WHAT TO DO: From the line containing "<instances>" through the last line of the data, both ends included, write out every line exactly; omit the pictures.

** DATASET ENTRIES follows **

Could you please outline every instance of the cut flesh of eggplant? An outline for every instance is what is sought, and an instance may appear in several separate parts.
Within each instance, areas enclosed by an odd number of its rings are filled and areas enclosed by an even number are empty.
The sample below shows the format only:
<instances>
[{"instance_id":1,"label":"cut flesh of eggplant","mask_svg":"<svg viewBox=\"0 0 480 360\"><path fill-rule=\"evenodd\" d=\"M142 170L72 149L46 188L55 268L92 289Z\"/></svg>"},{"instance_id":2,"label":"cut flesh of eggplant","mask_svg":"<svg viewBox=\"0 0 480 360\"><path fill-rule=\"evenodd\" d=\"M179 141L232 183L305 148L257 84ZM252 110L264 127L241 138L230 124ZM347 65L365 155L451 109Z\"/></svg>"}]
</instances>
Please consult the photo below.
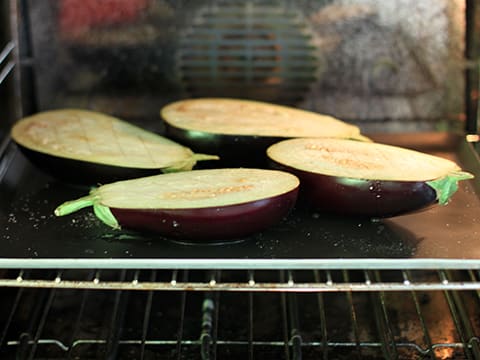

** End of DATASET ENTRIES **

RESULT OF THIS TASK:
<instances>
[{"instance_id":1,"label":"cut flesh of eggplant","mask_svg":"<svg viewBox=\"0 0 480 360\"><path fill-rule=\"evenodd\" d=\"M142 170L72 149L46 188L55 268L92 289Z\"/></svg>"},{"instance_id":2,"label":"cut flesh of eggplant","mask_svg":"<svg viewBox=\"0 0 480 360\"><path fill-rule=\"evenodd\" d=\"M179 141L232 183L305 148L257 84ZM252 110L264 127L241 138L230 124ZM347 65L365 155L451 109Z\"/></svg>"}]
</instances>
Please consult the photo below.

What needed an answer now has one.